*WORK ITEM*
Your task is to retype all of the records below with complete accuracy.

··········

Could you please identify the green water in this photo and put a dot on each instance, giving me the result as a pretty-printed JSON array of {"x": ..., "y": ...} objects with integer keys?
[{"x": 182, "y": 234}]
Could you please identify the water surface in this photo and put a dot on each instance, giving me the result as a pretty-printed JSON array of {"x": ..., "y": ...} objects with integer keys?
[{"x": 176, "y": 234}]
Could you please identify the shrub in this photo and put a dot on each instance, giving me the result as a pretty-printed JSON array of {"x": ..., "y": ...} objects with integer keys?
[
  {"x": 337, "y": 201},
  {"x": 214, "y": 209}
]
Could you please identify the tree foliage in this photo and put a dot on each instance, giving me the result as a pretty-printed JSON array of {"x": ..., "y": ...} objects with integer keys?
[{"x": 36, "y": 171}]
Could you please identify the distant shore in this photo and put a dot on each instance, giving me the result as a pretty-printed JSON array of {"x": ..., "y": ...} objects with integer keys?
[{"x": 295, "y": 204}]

··········

*TASK ANSWER*
Could you please identify the green water in this photo and put a dot on each instance, giving me the result as a pretty-printed JSON array of {"x": ..., "y": ...} objects with integer keys?
[{"x": 182, "y": 234}]
Could you please identify the water surface in this photo and put a dot on each instance, giving me the result as a pretty-printed JSON array of {"x": ..., "y": ...} objects with integer keys?
[{"x": 176, "y": 234}]
Could you please identify the shrub in this photo and put a dot on each instance, giving me the result as a pretty-printed JSON array of {"x": ..., "y": ...} objects with integer keys?
[
  {"x": 337, "y": 201},
  {"x": 214, "y": 209}
]
Could you please identify the tree foliage in this photo and put a dot on each instance, giving me the result as a pretty-printed JSON array of {"x": ..., "y": ...} objects with integer keys?
[{"x": 36, "y": 171}]
Could you please identify the distant shore in this photo and put a dot on each instance, giving me the result as a pretty-printed JSON array of {"x": ..., "y": ...} objects with integer keys?
[{"x": 295, "y": 204}]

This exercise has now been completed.